(Beginning of Given data)
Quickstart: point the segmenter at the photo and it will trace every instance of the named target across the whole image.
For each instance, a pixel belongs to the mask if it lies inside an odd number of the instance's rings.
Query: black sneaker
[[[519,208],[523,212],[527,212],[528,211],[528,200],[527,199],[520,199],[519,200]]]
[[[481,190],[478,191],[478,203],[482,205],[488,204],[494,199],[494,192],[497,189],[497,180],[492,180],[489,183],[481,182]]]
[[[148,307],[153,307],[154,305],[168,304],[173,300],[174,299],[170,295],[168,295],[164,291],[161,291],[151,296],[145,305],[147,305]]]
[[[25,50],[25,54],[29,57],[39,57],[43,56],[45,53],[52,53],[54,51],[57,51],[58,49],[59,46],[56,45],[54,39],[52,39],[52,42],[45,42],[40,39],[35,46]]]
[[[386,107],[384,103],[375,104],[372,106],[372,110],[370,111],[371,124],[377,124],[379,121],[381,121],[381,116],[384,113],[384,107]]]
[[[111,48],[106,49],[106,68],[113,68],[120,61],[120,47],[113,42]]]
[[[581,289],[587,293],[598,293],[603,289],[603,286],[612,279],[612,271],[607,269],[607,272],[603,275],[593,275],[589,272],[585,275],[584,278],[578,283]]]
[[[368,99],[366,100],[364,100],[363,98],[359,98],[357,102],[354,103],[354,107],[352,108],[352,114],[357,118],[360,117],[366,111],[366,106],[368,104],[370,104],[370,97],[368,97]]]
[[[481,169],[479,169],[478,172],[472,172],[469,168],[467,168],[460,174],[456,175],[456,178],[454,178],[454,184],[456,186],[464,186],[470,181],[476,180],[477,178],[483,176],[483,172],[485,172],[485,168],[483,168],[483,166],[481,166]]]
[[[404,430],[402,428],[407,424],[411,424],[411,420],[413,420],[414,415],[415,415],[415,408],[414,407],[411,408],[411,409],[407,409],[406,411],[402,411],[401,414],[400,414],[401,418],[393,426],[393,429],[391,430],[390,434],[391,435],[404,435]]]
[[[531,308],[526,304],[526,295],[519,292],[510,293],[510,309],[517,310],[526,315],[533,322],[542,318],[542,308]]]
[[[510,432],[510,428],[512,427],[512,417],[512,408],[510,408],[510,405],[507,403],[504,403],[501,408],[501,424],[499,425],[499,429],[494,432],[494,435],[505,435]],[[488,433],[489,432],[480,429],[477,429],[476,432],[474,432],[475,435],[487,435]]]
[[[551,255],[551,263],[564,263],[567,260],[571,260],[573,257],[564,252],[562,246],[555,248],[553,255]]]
(End of Given data)
| Your assignment |
Up to and including the line with "For each instance, a", please return the records exactly, beginning from their first line.

| Solution to this problem |
Quickstart: point the segmenter at the photo and it will trace every instance of the named target across the whole image.
For each instance, a pixel belongs to the mask if it lies inside an odd number of the instance's rings.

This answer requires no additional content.